> **WHAT YOU HAVE TO DO**:
Please give the records below back in full, exactly as shown.

> **SUPPLIED RECORDS**:
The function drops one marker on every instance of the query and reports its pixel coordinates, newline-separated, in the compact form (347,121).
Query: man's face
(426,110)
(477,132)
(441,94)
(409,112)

> **ANSWER SECTION**:
The function drops one marker on every instance of the query and reports its pixel coordinates, newline-separated, in the compact form (347,121).
Query: man's face
(426,110)
(477,132)
(441,94)
(409,112)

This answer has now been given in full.